**What is required:** Set down exactly the lines running from the line with "car trolley in" to the end of the listing below, both ends included.

** BEGIN Material provided **

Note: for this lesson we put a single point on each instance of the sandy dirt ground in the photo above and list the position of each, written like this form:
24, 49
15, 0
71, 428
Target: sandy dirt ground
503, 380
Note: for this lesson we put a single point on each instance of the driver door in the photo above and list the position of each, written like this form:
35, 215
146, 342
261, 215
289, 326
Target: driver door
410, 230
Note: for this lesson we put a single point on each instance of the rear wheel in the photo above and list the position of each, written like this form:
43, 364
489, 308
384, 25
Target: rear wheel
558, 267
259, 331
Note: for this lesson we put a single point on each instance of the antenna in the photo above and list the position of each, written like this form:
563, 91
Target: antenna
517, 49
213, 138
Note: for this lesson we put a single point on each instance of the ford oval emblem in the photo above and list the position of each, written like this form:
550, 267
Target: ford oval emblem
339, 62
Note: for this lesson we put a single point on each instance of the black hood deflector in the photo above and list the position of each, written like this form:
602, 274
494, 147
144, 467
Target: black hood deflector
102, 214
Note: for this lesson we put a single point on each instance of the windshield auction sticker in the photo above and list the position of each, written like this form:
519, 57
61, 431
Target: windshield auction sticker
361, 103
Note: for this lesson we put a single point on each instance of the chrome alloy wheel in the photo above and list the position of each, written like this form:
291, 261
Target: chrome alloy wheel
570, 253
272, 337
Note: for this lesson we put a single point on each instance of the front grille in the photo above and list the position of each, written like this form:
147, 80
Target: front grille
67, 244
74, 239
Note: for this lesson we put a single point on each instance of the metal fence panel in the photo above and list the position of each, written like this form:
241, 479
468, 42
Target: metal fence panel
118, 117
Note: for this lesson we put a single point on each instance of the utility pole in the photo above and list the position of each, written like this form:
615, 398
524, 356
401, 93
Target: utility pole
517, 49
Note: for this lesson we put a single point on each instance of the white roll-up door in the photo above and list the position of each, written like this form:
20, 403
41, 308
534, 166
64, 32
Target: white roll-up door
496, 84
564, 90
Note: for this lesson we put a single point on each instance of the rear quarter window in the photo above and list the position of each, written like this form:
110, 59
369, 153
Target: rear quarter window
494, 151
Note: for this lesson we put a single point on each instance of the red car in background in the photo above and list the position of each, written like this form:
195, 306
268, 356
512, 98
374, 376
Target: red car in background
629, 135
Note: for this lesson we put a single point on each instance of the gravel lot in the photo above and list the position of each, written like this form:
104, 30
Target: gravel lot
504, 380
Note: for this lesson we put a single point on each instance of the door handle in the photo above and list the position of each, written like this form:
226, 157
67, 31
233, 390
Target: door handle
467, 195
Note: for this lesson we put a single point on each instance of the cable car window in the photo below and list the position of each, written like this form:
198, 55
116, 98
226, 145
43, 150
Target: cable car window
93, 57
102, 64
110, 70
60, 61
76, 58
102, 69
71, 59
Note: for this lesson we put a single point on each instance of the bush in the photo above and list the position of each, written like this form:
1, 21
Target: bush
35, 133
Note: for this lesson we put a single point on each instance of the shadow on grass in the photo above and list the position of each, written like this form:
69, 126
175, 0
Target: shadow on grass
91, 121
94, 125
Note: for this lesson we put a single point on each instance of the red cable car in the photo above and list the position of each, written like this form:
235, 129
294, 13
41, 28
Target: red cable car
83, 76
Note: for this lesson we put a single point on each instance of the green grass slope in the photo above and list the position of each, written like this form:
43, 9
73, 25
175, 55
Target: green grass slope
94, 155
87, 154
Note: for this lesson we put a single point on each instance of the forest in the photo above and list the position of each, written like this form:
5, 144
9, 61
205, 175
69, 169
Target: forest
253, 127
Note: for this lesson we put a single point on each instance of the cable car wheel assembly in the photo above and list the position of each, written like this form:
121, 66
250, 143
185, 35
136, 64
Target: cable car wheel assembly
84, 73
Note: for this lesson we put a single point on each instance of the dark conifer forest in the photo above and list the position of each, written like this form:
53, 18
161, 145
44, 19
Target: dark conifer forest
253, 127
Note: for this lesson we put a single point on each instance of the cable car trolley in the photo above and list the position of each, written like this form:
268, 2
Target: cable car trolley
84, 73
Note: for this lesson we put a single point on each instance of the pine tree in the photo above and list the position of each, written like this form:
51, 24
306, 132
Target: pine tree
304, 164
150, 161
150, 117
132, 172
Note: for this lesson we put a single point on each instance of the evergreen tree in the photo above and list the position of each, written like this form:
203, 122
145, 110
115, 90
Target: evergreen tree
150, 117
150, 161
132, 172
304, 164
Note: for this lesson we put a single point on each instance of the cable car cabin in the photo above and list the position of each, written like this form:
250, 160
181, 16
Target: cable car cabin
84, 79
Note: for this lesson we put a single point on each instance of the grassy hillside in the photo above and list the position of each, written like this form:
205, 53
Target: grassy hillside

** END Material provided **

**Result for this task:**
Note: for this lesson we put a single point on each instance of the cable car trolley in the photo above and list the position of each, written like this form:
268, 2
Target: cable car trolley
84, 73
Note: for this lesson we put a single point on each instance of the pine tree in the photo above and list the position of each, written like this form:
51, 24
306, 132
Target: pine tree
304, 164
150, 161
150, 117
132, 172
Note: for this lesson we put a single point on each instance of the evergreen tree in the photo above and list the position of each, written like this form:
203, 122
145, 110
115, 90
Target: evergreen tree
150, 117
150, 161
132, 172
304, 164
Note: for this lesson we put a single point on each instance of the cable car cabin in the photo above and list the position of each, written like this form:
250, 160
181, 16
Target: cable car cabin
84, 79
Note: for this lesson we put a single point on each instance of the grassy hillside in the photo above and list the position of each, written like this form:
205, 53
Target: grassy hillside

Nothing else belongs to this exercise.